>>>
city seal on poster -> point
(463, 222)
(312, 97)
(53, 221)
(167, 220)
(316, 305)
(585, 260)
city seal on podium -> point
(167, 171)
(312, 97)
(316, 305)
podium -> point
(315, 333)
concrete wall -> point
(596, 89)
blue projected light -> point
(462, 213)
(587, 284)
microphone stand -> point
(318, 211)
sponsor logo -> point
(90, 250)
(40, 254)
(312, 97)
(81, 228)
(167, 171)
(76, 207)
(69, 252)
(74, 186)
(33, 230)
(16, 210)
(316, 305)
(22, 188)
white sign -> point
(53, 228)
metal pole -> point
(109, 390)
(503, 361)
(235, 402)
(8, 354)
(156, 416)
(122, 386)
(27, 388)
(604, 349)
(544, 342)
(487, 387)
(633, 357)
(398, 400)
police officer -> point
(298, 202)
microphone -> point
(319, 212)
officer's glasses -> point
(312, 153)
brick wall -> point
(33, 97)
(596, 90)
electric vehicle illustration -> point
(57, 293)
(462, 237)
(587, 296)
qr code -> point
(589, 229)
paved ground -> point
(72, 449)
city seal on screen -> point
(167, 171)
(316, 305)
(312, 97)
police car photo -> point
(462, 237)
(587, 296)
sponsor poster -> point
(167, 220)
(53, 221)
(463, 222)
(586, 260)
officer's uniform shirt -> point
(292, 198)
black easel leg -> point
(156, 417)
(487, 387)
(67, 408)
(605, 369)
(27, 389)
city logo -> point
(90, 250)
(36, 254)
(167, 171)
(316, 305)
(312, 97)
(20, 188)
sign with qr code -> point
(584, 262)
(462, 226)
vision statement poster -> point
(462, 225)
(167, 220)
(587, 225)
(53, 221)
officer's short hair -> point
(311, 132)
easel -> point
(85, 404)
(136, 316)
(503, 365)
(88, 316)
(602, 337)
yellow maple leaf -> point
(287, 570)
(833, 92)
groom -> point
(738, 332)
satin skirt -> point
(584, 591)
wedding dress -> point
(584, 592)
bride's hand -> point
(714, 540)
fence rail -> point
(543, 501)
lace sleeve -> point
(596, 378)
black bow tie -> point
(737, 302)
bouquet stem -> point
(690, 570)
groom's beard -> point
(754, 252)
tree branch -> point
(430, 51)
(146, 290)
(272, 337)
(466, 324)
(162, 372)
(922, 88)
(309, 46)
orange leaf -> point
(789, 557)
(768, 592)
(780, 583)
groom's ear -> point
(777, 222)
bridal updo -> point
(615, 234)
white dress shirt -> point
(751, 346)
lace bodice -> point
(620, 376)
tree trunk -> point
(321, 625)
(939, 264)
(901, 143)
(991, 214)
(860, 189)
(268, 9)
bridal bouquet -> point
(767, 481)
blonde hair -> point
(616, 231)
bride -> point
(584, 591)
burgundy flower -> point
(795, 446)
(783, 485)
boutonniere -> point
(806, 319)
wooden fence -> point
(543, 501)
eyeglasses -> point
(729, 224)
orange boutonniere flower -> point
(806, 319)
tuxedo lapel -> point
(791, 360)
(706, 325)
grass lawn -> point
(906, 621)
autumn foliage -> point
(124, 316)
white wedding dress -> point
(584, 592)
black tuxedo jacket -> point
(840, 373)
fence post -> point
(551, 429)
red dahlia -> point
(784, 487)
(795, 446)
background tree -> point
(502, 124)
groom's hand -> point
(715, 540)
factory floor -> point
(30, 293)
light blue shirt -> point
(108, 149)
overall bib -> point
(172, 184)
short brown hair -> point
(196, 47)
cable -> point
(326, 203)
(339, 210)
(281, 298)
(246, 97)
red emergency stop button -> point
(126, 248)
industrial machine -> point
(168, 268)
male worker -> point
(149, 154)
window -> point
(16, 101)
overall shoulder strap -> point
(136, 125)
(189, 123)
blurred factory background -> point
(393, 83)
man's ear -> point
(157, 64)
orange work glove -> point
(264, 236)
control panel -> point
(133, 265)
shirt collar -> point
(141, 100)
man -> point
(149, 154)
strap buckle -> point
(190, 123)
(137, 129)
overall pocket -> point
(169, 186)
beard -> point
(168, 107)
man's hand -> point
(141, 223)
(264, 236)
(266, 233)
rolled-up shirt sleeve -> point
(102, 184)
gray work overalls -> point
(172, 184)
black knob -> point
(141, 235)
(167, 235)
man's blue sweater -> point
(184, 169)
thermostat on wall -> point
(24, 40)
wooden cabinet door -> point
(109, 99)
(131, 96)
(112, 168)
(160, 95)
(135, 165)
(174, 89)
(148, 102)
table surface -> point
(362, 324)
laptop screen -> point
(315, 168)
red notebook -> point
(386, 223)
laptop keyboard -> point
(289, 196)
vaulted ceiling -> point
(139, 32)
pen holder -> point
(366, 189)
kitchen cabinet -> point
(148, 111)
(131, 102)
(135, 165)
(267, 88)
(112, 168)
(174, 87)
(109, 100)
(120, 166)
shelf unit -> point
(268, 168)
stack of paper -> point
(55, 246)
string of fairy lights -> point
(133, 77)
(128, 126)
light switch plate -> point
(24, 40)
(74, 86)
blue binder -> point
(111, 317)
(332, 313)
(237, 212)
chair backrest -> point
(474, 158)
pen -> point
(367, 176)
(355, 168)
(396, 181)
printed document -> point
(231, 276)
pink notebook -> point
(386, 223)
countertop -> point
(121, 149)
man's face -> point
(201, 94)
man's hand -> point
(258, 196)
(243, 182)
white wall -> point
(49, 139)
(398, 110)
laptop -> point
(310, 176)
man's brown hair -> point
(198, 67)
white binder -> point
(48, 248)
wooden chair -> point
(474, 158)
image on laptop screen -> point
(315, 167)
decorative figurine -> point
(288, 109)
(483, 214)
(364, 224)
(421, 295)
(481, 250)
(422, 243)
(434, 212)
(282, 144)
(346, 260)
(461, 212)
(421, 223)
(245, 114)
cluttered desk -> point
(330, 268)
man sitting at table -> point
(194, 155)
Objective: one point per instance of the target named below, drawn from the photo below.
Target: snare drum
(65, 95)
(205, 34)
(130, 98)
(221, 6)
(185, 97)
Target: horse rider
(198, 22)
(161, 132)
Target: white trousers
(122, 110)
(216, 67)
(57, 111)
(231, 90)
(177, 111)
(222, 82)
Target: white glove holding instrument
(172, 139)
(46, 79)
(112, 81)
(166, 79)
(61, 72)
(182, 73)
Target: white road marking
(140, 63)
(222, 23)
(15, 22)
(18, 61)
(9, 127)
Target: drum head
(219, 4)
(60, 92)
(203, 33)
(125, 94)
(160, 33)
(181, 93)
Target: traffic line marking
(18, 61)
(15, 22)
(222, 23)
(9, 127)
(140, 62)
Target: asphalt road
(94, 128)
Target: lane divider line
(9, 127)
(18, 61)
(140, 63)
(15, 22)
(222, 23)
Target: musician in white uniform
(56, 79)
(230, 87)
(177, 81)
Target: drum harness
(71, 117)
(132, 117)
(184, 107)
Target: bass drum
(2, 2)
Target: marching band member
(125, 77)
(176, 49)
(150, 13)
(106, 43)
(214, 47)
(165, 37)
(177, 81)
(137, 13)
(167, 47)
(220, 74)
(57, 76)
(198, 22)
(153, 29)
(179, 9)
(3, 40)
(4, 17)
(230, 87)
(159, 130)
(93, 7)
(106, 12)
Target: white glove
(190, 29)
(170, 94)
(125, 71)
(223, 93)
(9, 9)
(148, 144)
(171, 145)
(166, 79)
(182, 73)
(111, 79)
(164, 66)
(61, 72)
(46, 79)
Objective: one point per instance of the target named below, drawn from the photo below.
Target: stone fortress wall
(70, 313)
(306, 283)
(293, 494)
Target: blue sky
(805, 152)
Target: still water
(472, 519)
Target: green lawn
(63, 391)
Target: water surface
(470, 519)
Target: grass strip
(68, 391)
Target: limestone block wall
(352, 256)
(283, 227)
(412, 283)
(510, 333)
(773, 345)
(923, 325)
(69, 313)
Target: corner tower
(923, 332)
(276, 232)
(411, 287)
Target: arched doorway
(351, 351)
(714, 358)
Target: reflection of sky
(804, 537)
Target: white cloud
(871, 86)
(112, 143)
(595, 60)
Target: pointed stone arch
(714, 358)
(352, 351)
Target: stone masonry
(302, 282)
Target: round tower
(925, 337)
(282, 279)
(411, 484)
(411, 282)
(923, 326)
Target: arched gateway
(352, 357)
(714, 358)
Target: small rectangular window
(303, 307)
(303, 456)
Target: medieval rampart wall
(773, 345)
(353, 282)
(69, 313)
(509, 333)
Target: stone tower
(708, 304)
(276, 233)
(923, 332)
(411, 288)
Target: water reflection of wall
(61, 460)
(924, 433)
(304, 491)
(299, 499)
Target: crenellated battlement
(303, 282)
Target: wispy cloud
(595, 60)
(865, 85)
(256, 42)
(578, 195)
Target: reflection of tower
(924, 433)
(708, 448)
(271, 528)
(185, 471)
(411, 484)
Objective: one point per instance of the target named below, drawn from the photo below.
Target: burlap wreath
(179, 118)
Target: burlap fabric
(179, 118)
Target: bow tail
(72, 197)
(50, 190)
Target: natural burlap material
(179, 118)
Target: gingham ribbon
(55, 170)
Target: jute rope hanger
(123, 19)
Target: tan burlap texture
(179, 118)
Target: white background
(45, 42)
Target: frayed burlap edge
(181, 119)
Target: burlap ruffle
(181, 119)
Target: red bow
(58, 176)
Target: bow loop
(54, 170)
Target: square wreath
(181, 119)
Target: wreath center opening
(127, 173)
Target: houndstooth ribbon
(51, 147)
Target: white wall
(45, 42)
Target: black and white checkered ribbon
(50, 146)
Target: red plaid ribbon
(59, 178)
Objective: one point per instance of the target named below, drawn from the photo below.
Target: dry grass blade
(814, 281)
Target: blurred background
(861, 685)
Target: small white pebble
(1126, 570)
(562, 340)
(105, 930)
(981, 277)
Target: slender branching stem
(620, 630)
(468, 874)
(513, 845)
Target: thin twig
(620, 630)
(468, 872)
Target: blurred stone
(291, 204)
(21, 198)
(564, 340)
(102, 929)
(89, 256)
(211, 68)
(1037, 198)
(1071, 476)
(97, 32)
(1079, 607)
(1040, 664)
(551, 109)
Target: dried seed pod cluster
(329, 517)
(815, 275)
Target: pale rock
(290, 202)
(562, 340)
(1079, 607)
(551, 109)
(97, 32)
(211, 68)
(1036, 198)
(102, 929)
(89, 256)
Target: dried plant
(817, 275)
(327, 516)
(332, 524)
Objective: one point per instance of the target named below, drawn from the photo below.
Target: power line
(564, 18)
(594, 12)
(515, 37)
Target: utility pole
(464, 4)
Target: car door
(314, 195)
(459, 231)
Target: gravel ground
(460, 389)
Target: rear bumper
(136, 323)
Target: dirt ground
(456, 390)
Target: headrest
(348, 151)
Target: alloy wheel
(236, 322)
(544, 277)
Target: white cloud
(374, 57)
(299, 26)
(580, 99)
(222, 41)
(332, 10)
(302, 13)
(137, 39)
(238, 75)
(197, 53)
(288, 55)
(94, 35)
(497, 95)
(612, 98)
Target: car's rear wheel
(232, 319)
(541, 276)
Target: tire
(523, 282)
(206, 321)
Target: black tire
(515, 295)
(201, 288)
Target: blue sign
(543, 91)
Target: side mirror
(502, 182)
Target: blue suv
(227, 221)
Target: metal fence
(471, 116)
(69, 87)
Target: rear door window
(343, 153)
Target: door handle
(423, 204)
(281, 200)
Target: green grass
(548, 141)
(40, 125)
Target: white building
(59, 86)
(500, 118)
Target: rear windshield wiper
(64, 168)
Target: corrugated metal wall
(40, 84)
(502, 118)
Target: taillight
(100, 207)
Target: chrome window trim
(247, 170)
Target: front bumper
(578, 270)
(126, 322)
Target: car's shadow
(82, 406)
<<<
■ **TASK DIRECTIONS**:
Only the lines from the one holding "Target: utility pole" through the end of the listing should be given again, exactly and with both ends included.

■ **SOLUTION**:
Target: utility pole
(464, 4)
Target: car door
(314, 195)
(459, 231)
Target: gravel ground
(460, 389)
Target: rear bumper
(136, 323)
Target: dirt ground
(456, 390)
Target: headrest
(348, 151)
Target: alloy wheel
(236, 322)
(544, 277)
Target: white cloud
(374, 57)
(299, 26)
(580, 99)
(222, 41)
(332, 10)
(302, 13)
(137, 39)
(238, 75)
(197, 53)
(288, 55)
(94, 35)
(497, 95)
(612, 98)
Target: car's rear wheel
(232, 319)
(541, 276)
Target: tire
(523, 282)
(206, 321)
Target: black tire
(515, 295)
(201, 288)
Target: blue sign
(543, 91)
Target: side mirror
(502, 182)
Target: blue suv
(227, 221)
Target: metal fence
(471, 116)
(69, 87)
Target: rear door window
(343, 153)
Target: door handle
(423, 204)
(281, 200)
Target: green grass
(548, 141)
(40, 125)
Target: white building
(59, 86)
(500, 118)
Target: rear windshield wiper
(64, 168)
Target: corrugated metal wall
(40, 84)
(502, 118)
Target: taillight
(100, 207)
Target: chrome window trim
(247, 170)
Target: front bumper
(578, 270)
(126, 322)
Target: car's shadow
(82, 406)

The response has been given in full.